▶ **Aim of the task**:
Reproduce the records below exactly, leaving their images out.

····················

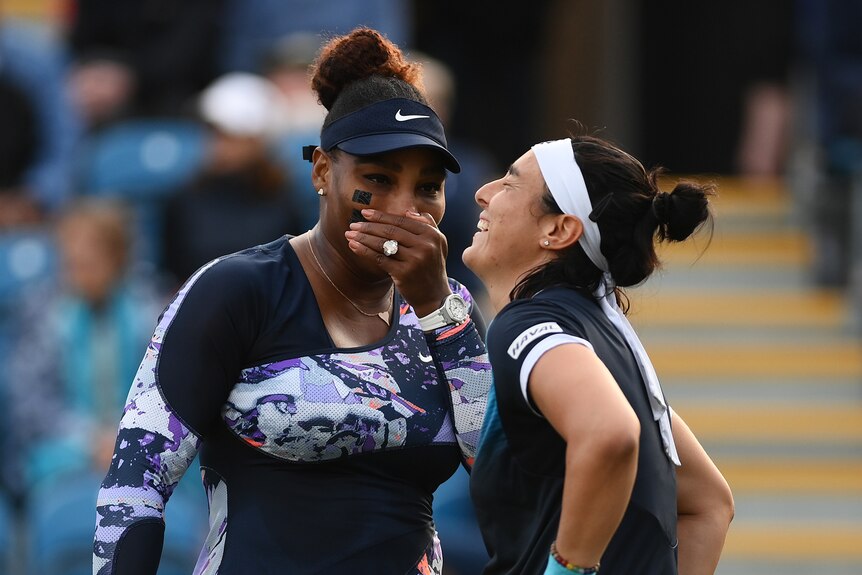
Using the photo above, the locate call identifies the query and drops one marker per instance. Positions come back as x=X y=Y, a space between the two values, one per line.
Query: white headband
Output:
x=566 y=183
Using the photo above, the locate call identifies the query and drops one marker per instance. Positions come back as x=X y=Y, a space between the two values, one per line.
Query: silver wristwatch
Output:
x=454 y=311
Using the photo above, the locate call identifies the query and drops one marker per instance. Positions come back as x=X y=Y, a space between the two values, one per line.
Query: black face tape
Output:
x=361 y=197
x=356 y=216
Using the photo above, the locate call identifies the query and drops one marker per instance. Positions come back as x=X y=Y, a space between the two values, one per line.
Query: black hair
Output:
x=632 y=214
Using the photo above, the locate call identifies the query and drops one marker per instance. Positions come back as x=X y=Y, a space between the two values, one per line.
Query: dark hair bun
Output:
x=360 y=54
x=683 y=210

····················

▶ **Reply**:
Using the photo above, the locate call identifies the query and drops one marker per instance. Positions come back as x=X y=Y, a space between the two values, one per line.
Query: white headband
Output:
x=566 y=183
Using the photo above, the locate call identifies the query and drops one marker per instance. Positions come back as x=X y=Y, a space between the two values, one per line.
Query: silver wristwatch
Output:
x=454 y=311
Using the photo above, the locate call identifies the query and drops one marker per instance. Positions come back as x=X y=Y, a space between the two values, one per line.
Query: black face tape
Output:
x=361 y=197
x=356 y=216
Using the photo above, the locate call identifies the query and drops one marker per instance. Positions come back as x=X y=Y, a space between the two values, one per line.
Query: black hair
Output:
x=632 y=214
Using the photo above, the locate call identifies the query and drops one marker per instance. Positions come back as x=X y=Y, a space between the two values, one per line.
Query: dark hair bun
Output:
x=360 y=54
x=683 y=210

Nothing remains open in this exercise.